Detection examples:
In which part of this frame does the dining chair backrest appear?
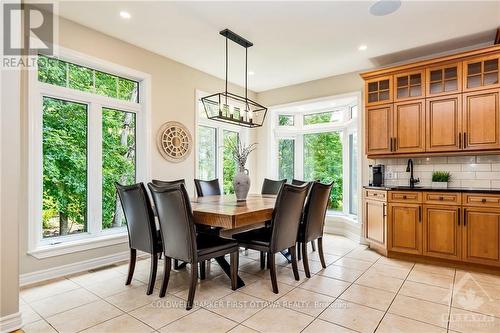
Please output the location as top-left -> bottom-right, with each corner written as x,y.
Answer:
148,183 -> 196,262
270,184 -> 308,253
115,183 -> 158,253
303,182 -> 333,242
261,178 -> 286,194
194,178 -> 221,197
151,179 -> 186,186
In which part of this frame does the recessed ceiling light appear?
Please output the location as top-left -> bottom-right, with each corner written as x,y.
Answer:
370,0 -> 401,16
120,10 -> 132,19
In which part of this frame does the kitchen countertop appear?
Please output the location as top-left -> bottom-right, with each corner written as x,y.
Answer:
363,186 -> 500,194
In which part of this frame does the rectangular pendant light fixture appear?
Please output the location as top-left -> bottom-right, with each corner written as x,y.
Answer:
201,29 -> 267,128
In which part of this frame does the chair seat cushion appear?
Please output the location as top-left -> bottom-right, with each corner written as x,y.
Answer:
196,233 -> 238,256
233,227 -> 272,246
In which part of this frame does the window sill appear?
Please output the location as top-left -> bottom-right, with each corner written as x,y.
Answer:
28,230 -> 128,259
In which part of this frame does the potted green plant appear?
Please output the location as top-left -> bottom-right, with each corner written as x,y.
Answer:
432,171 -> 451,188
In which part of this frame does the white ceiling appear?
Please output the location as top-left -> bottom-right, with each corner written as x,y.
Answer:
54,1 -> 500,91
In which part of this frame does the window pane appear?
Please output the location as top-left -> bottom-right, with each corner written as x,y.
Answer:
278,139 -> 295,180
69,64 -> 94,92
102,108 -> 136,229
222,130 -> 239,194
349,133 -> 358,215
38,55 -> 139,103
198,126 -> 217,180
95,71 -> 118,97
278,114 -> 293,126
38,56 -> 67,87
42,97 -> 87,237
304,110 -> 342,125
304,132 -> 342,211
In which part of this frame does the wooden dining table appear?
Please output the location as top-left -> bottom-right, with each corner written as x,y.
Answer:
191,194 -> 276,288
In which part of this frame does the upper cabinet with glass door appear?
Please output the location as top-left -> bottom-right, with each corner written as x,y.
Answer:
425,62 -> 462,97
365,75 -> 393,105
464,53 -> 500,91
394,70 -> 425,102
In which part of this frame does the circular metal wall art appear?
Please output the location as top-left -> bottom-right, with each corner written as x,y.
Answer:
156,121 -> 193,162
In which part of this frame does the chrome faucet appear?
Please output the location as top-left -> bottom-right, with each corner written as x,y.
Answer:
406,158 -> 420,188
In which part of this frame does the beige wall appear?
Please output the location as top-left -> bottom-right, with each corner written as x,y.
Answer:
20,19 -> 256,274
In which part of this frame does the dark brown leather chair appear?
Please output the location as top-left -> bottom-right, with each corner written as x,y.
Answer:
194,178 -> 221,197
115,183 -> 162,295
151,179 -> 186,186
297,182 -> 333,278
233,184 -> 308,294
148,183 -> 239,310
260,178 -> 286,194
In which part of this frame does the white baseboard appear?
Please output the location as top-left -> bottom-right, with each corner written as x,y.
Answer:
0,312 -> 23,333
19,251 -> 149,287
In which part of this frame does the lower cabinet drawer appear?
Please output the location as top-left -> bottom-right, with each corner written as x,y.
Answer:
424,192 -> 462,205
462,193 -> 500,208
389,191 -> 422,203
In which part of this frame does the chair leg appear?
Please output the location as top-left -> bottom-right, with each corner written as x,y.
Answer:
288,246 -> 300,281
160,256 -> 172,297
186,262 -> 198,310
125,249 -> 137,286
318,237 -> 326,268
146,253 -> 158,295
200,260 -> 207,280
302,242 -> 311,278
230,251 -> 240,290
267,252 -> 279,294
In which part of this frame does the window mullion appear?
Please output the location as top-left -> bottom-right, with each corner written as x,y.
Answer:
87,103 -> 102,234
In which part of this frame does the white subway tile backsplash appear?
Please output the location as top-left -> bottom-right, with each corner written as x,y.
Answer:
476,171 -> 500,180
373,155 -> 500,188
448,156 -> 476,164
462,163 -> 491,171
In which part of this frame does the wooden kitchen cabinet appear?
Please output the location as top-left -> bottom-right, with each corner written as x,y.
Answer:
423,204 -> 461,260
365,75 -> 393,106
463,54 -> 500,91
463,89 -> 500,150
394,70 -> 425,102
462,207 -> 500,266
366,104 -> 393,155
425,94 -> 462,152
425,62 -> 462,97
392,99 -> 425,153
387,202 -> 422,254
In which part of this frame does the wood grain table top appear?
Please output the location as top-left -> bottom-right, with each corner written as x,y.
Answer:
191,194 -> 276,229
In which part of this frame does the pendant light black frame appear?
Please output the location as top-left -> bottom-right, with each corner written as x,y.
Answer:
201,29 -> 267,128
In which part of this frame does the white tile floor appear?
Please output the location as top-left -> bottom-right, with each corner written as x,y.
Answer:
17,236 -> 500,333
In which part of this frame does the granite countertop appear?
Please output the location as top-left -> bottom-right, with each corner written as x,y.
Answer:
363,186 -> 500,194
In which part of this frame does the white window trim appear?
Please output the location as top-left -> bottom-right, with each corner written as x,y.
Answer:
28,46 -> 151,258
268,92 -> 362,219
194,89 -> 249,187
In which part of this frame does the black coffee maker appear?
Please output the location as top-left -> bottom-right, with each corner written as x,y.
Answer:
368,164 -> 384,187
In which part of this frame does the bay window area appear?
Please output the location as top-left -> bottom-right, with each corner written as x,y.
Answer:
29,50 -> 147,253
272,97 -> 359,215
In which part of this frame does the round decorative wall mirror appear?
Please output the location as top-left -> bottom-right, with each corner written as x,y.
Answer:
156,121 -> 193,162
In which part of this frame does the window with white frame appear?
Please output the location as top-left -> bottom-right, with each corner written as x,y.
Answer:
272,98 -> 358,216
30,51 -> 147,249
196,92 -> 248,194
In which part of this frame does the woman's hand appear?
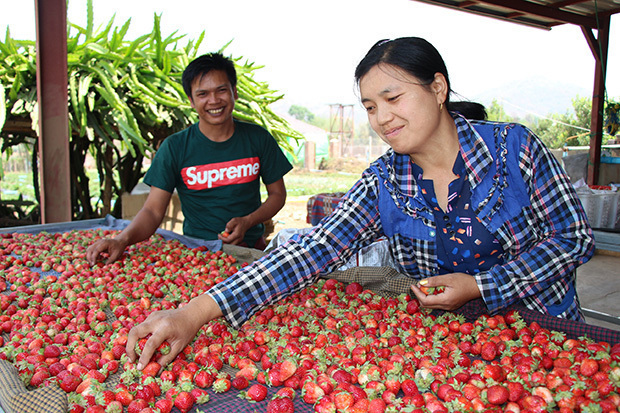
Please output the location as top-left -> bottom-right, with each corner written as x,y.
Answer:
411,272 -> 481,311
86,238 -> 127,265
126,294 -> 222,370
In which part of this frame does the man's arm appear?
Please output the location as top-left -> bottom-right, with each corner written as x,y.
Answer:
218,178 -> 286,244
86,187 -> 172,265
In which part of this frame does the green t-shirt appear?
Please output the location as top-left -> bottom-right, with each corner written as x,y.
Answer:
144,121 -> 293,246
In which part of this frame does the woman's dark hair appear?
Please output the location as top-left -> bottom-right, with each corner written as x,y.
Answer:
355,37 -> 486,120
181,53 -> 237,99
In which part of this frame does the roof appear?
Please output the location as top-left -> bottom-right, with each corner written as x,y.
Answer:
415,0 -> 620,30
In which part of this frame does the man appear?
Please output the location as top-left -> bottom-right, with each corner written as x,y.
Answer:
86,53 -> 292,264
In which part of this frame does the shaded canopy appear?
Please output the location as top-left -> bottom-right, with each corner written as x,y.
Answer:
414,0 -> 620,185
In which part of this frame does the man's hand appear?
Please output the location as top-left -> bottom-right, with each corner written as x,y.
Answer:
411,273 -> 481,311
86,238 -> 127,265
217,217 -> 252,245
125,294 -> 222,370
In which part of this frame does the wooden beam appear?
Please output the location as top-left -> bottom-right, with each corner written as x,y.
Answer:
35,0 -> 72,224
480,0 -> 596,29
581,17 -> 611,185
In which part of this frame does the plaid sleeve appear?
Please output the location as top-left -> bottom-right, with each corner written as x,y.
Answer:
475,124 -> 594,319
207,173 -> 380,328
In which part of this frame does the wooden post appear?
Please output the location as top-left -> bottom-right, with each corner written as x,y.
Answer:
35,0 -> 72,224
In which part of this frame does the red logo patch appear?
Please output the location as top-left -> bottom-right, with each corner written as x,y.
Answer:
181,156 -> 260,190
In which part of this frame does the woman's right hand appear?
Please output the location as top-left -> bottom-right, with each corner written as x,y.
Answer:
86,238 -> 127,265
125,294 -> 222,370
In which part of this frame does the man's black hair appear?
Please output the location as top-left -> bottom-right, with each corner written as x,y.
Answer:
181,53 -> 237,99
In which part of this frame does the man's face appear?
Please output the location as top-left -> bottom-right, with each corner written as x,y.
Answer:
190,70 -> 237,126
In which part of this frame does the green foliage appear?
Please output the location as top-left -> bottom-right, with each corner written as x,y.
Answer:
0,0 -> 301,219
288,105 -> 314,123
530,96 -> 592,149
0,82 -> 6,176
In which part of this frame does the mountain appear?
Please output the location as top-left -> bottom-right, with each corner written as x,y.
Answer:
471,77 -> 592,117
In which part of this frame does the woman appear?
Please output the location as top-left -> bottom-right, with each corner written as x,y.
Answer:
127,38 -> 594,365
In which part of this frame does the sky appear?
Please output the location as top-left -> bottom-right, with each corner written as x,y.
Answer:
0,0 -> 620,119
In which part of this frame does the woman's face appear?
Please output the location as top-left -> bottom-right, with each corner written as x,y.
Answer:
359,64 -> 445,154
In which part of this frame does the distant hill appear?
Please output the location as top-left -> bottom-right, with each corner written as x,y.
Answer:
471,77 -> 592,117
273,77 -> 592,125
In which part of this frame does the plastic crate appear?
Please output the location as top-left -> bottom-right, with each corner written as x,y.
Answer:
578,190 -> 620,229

DIRECTIONS FOR THIS TASK -
Which lines in the items above contain the word "light"? Pull out each of those lines.

EXERCISE RESULT -
In which part of this frame does the recessed ceiling light appear?
In which part of this frame does the rectangular pendant light fixture appear?
In which part of this frame does the pendant light black frame appear?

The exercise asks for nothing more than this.